PASSAGE SHOWN START
Holy Rule for Mar. 17
Thanks to all who prayed and sent good wishes my way when I had the flu. It is good to be back and I could feel those prayers! JL
Prayers please, for Susan on her birthday, also for Patty, who is still job
searching, and for Scott who has just been diagnosed
with cancer behind his ear and will be operated on
Lord, help us all as You know and will. God's
will is best. All is mercy and grace. God is never absent, praise Him! Thanks
so much. JL
March 17, July 17, November 16
Chapter 38: On the Weekly Reader
The meals of the sisters should not be without reading.
Nor should the reader be
anyone who happens to take up the book;
but there should be a reader for the whole week,
entering that office on Sunday.
Let this incoming reader,
after Mass and Communion,
ask all to pray for her
that God may keep her from the spirit of pride
And let her intone the following verse,
which shall be said three times by all in the oratory:
"O Lord, open my lips,
and my mouth shall declare Your praise."
Then, having received a blessing,
let her enter on the reading.
And let absolute silence be kept at table,
so that no whispering may be heard
nor any voice except the reader's.
As to the things they need while they eat and drink,
let the sisters pass them to one another
so that no one need ask for anything.
If anything is needed, however,
let it be asked for by means of some audible sign
rather than by speech.
Nor shall anyone at table presume to ask questions
about the reading or anything else,
lest that give occasion for talking;
except that the Superior may perhaps wish
to say something briefly for the purpose of edification.
The sister who is reader for the week
shall take a little ablution before she begins to read,
on account of the Holy Communion
and lest perhaps the fast be hard for her to bear.
She shall take her meal afterwards
with the kitchen and table servers of the week.
The sisters are not to read or chant in order,
but only those who edify their hearers.
It is a safe bet that Oblates who don't live alone rarely eat in silence, so
it would be easy to ask what on earth this chapter has for them, for all of us,
in fact. Easy! Another reminder to bless every action and service, no matter how
small is here. So is the kindhearted father Benedict: let the reader have a
little something before reading, so the hunger doesn't overwhelm. (It is
funny how quickly we become accustomed to eating at EXACTLY this or that time...
PASSAGE SHOWN END
DATASET EXTRACT START
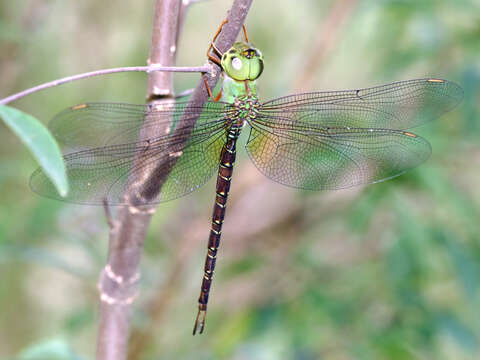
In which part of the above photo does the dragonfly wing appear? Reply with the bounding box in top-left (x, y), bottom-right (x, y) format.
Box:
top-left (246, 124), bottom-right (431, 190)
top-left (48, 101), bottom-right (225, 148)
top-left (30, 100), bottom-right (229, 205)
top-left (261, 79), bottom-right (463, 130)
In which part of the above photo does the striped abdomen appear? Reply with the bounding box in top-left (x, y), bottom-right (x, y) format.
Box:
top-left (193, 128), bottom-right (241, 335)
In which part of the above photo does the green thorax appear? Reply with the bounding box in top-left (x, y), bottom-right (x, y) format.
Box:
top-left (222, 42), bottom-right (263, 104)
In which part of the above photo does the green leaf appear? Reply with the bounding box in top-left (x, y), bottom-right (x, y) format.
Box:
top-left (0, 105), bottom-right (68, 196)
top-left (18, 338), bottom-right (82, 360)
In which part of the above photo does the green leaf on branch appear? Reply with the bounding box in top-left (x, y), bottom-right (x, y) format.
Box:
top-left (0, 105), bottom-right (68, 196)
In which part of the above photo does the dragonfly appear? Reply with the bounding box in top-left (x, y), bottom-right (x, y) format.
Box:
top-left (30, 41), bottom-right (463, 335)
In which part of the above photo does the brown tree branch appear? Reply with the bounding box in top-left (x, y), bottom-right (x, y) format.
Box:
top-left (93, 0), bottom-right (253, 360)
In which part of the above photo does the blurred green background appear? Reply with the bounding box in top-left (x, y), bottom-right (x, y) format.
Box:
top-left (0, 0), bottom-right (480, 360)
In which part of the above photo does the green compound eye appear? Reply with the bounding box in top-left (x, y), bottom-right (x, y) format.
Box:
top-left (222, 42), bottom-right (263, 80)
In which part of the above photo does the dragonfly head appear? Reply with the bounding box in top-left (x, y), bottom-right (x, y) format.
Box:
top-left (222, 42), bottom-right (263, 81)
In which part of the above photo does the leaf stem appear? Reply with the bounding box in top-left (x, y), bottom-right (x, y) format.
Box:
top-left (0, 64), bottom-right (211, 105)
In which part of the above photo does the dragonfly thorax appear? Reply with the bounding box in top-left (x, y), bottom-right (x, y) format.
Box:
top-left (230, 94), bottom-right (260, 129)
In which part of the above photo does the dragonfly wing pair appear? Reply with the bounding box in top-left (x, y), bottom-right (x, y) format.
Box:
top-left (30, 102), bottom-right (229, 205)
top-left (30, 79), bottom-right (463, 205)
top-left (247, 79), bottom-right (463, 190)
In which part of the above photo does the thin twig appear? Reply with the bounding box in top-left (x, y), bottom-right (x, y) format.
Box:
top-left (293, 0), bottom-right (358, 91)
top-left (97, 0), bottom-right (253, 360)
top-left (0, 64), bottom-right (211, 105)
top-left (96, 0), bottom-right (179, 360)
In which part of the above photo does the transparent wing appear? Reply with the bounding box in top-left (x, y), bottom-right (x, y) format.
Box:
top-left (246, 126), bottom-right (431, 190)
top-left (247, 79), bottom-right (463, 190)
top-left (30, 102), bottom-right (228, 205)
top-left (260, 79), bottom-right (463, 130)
DATASET EXTRACT END
DATASET EXTRACT START
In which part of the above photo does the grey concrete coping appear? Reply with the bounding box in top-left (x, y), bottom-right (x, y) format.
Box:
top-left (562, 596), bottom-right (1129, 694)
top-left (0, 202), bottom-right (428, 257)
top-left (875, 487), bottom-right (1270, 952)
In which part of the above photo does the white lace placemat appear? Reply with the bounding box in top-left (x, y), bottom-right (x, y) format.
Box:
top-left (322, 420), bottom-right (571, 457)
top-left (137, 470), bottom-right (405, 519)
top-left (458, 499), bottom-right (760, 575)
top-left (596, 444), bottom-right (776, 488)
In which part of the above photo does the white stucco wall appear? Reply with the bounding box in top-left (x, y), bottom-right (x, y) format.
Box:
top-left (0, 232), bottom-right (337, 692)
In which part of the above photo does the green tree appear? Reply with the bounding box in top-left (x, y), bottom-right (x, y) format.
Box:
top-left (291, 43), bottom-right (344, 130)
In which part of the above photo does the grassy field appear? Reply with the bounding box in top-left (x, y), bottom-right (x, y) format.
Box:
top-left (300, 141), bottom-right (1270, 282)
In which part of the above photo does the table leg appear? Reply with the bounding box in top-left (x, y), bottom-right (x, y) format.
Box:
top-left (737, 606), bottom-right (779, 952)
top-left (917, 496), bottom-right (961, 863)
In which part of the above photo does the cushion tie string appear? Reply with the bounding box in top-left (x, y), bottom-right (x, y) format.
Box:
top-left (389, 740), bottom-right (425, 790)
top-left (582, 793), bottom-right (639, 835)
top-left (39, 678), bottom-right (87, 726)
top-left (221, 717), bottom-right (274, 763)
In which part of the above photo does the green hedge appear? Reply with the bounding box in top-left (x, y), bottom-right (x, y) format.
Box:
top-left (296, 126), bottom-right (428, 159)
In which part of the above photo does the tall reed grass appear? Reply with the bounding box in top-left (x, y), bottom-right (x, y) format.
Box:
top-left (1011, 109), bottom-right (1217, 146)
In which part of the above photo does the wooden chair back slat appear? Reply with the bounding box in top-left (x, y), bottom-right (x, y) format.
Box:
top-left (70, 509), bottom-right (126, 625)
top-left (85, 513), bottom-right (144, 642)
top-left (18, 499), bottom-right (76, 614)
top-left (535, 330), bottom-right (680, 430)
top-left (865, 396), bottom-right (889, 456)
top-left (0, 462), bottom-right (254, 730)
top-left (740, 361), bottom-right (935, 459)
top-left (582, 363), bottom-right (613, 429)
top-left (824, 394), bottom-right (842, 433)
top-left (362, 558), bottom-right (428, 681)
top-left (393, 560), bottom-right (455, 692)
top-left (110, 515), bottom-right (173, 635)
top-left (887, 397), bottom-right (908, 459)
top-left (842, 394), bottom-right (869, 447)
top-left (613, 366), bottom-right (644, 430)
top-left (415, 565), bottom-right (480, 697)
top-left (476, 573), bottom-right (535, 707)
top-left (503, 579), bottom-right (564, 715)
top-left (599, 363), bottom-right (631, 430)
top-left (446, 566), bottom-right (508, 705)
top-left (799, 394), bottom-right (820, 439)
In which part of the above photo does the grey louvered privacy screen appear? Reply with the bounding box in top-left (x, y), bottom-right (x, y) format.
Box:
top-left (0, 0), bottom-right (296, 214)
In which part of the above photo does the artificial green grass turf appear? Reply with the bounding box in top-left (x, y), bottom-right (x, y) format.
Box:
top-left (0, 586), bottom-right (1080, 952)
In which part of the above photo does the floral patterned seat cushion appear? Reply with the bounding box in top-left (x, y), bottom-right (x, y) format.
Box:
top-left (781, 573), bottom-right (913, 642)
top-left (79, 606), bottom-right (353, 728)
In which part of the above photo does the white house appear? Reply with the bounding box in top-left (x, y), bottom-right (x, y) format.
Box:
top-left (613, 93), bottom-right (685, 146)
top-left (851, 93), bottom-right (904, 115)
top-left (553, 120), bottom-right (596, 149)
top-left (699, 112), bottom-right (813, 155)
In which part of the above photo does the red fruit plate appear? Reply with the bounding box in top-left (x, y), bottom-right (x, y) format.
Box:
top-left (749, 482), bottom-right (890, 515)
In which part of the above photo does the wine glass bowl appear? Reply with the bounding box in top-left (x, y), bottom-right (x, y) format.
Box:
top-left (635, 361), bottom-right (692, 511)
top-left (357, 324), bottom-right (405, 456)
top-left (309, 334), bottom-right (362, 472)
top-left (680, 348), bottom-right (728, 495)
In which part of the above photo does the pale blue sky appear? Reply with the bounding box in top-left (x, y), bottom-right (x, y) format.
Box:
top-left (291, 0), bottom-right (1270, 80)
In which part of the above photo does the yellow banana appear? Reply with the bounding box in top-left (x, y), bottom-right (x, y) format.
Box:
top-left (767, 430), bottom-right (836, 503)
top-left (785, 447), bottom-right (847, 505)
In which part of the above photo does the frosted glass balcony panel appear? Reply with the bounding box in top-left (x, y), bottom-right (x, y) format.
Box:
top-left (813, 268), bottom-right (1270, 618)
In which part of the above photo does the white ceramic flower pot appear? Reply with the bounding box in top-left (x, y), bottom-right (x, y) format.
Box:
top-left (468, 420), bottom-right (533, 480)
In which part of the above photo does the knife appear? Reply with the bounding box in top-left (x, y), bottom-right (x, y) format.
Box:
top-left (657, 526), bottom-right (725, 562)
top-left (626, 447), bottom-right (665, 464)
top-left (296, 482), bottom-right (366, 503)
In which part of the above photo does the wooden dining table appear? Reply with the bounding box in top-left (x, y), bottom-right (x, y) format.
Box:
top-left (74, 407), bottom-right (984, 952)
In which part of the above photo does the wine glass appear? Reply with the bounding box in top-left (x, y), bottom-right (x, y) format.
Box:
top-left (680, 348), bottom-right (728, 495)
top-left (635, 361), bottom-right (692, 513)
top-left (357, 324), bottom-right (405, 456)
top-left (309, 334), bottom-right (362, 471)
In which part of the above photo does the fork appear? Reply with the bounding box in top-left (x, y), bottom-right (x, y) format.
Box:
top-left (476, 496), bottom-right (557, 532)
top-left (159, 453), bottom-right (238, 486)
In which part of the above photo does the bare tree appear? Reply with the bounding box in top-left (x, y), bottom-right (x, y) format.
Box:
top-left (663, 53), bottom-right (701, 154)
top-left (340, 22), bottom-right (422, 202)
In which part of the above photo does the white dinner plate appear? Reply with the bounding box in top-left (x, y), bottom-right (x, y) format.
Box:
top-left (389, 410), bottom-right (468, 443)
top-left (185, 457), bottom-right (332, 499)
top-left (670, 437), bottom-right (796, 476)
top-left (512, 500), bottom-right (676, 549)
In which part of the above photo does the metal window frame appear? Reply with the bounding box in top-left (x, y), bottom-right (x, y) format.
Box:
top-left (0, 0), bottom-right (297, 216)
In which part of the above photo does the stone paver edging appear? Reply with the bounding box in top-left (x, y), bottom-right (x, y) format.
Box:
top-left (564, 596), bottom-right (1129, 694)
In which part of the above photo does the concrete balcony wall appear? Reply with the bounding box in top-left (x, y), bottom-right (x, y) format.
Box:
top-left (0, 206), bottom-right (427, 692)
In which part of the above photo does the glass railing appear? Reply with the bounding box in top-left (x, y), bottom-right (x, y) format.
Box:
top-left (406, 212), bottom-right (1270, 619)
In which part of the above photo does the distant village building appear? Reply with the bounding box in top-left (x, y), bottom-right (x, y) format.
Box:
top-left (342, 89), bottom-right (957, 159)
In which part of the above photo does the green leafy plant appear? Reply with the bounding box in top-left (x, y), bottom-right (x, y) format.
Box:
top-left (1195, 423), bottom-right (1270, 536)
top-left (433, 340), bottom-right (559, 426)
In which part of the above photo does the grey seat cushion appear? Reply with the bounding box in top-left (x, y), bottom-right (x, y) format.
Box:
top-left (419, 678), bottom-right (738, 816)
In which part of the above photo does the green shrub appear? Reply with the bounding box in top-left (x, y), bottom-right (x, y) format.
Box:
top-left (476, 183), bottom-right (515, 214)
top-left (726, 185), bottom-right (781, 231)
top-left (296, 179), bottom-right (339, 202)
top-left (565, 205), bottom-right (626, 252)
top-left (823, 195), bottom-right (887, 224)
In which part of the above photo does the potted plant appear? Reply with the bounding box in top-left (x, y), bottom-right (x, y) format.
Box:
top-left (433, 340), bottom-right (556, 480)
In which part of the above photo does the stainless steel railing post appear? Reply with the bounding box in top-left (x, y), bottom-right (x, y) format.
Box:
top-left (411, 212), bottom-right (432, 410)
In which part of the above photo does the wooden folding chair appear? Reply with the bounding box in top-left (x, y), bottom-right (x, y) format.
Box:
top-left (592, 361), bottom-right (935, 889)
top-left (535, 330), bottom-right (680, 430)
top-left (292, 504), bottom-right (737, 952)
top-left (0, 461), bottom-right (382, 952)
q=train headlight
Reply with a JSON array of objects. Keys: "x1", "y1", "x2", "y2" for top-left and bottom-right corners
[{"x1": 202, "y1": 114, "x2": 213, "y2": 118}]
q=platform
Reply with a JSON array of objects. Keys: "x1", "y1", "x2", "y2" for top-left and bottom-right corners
DATASET EXTRACT END
DATASET EXTRACT START
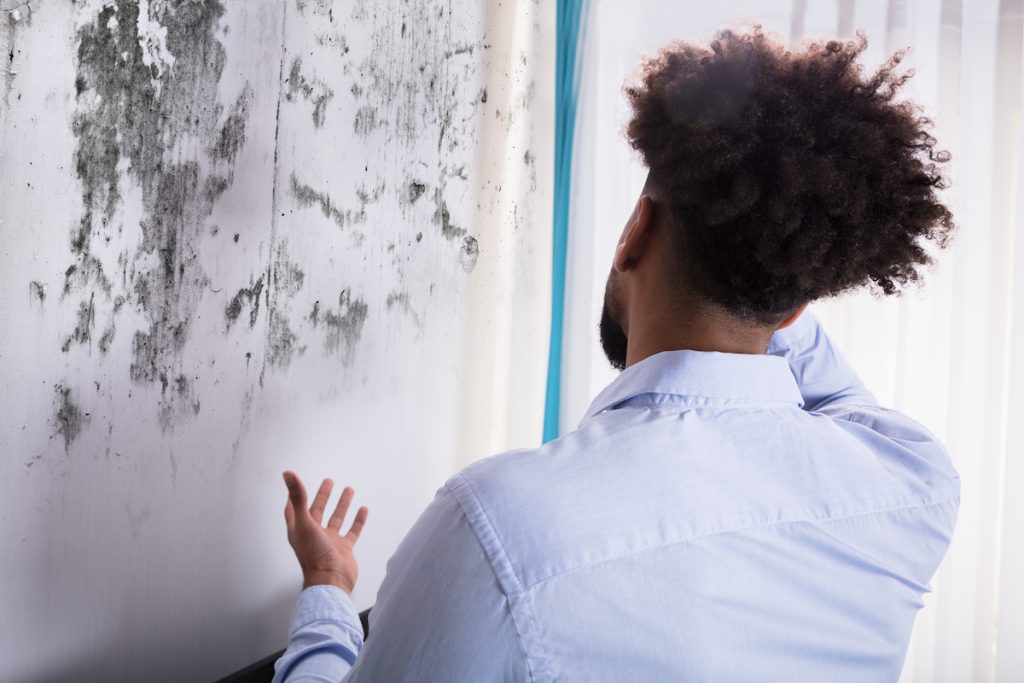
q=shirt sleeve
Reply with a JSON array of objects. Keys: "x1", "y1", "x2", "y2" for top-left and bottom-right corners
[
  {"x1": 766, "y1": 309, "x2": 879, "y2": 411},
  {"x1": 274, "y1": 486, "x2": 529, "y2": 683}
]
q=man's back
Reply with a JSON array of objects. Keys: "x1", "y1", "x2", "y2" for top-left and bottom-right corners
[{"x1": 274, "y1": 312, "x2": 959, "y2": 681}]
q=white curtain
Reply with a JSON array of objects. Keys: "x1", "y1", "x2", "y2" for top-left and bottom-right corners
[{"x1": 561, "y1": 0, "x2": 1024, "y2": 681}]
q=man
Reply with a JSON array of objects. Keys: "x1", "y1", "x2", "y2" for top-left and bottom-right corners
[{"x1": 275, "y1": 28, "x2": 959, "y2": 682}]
DATASET EXTRACT END
(YOUR GOAL):
Reproduce the part of the Holy Rule reading from "It is a safe" up to and including "or that time...".

(RESPONSE TO THE EXERCISE):
It is a safe bet that Oblates who don't live alone rarely eat in silence, so
it would be easy to ask what on earth this chapter has for them, for all of us,
in fact. Easy! Another reminder to bless every action and service, no matter how
small is here. So is the kindhearted father Benedict: let the reader have a
little something before reading, so the hunger doesn't overwhelm. (It is
funny how quickly we become accustomed to eating at EXACTLY this or that time...